Goal 1. In the listing, starting at the line containing "written like (295,734)." and ending at the end of the listing, swap "wildlife count" for "street survey" and give those lines again with nothing else changed.
Start of Extract to read
UPDATE: As requested, I've factored in Phil Steele's preseason top 25 (released just yesterday as far as I know). The new rankings can be pored over at
this post.The regularly scheduled Friday Random Ten will not be seen tonight so that we may bring you this special presentation, because football season is but 90 days away and I felt like celebrating in my own wonky, statistics-laden fashion.
The pundits and preseason publications are all hard at work assembling their top-25 predictions for the 2007 season, and enough of them are out there at this point that I decided to gather them all up and throw 'em together to see what kind of overall hierarchy shakes out. In fact,
Jennifer from
Girls Gone Tailgating already did this a couple weeks ago, putting together eight preseason top 25s for what I can only guess was the sole purpose of demonstrating to the world that Southern Cal is number one with a bullet, bitches, so you better bounce up and act like you know. Since then, a couple more rankings have been released, Athlon and Lindy's being among the more prominent, so using Jennifer's tally as a jumping-off point, I threw a few more lists into the mix and added 'em all up.
End of Extract to read
Start of Records for this task
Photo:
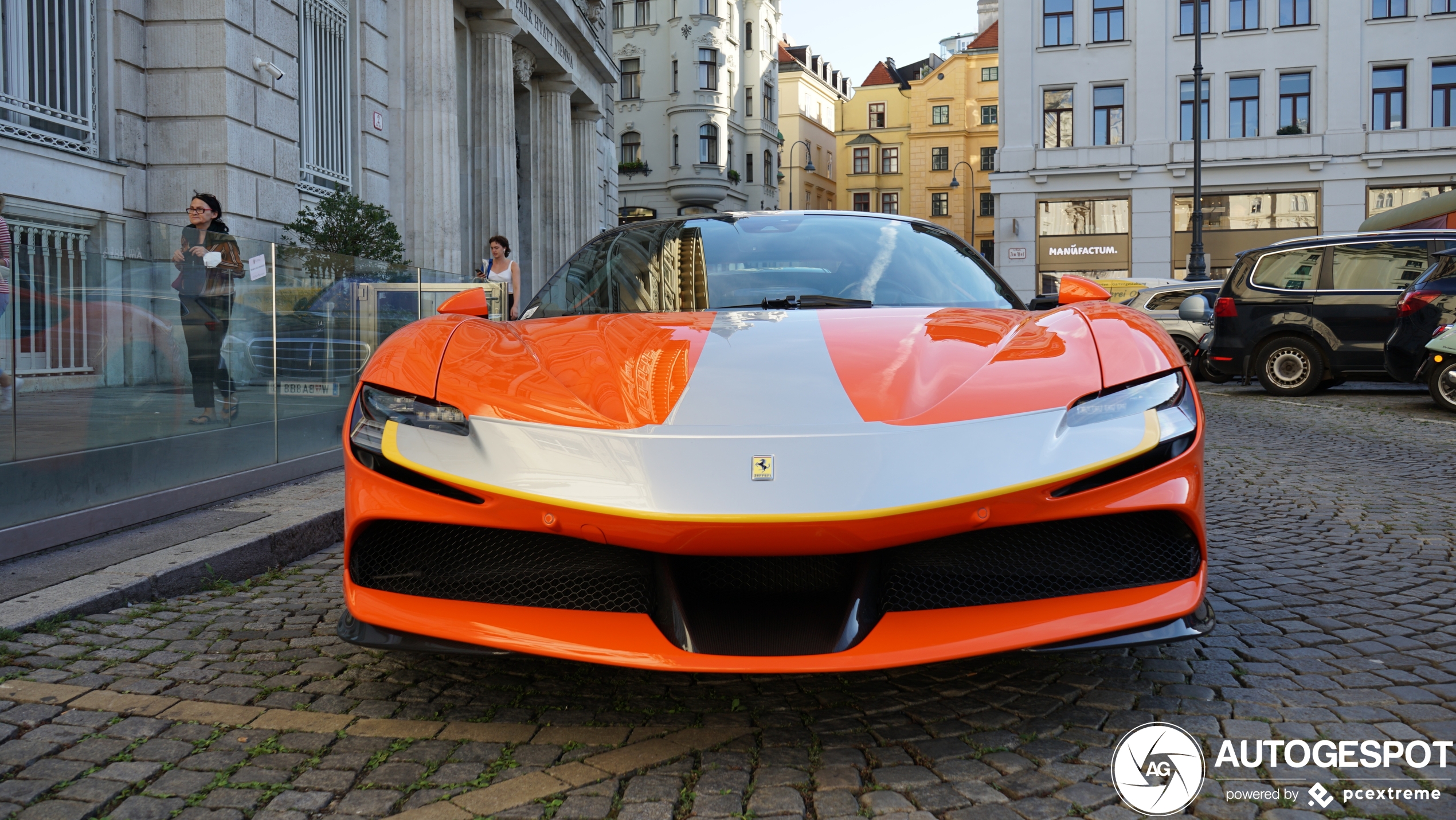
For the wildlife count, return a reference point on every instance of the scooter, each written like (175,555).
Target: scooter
(1442,369)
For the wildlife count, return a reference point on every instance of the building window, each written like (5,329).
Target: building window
(1388,107)
(708,69)
(1056,108)
(1056,22)
(1293,104)
(1443,93)
(1185,11)
(1107,21)
(1244,107)
(324,96)
(1107,115)
(1244,15)
(631,147)
(631,79)
(1388,9)
(1293,12)
(708,145)
(1185,110)
(889,161)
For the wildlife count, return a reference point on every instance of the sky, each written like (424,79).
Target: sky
(856,34)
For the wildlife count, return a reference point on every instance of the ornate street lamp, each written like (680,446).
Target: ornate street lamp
(1197,267)
(808,166)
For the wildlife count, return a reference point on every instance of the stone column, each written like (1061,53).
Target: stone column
(432,210)
(557,219)
(587,178)
(492,134)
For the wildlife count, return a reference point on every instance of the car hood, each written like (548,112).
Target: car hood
(770,368)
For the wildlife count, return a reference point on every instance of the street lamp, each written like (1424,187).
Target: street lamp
(972,207)
(808,165)
(1197,270)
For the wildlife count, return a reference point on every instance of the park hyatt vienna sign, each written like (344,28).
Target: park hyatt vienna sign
(1084,252)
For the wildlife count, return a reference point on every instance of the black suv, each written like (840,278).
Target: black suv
(1308,314)
(1426,309)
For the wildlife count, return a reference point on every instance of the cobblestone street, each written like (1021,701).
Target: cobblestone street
(1331,571)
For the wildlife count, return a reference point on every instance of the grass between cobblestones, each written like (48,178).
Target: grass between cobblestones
(1330,568)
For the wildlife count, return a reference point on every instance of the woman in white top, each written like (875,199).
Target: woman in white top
(500,268)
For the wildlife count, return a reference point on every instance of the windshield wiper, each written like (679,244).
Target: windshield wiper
(807,302)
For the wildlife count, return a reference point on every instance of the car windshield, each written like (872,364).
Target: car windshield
(785,260)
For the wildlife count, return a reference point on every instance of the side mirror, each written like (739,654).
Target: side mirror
(1196,309)
(468,302)
(1078,289)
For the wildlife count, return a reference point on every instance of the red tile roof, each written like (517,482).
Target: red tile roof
(988,38)
(880,76)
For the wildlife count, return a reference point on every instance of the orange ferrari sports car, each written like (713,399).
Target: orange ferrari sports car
(777,442)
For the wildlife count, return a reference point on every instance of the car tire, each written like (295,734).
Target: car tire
(1443,385)
(1290,366)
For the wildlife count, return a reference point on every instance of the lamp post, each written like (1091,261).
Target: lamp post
(972,207)
(1197,270)
(808,166)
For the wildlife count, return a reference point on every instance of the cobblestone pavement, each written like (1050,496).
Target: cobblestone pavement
(1330,544)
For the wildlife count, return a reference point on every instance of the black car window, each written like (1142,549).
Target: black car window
(742,261)
(1289,270)
(1378,265)
(1168,300)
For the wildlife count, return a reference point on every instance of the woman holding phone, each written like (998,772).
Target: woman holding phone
End of Records for this task
Goal 2. Name every publisher of a preseason ranking that the football rankings post identifies by name.

Task response 1.
For the street survey, return a reference point on every instance of the car tire, each written like (295,734).
Target: car tire
(1443,385)
(1290,366)
For the street survey, return a reference point on every instance of the lamp post, each written like (1091,261).
Target: lamp post
(972,207)
(1197,270)
(808,166)
For the street survey, return a reference point on every instance of the cobblestone pavement, each written like (1050,496).
Target: cobblestone pavement
(1330,544)
For the street survey, return a reference point on every instance of the black car window, each written like (1142,549).
Target: black car window
(742,261)
(1289,270)
(1378,265)
(1168,300)
For the street survey, return a reference point on every instance of the woman holding phone, each written like (998,772).
Target: woman holding phone

Task response 2. Phil Steele, Athlon, Lindy's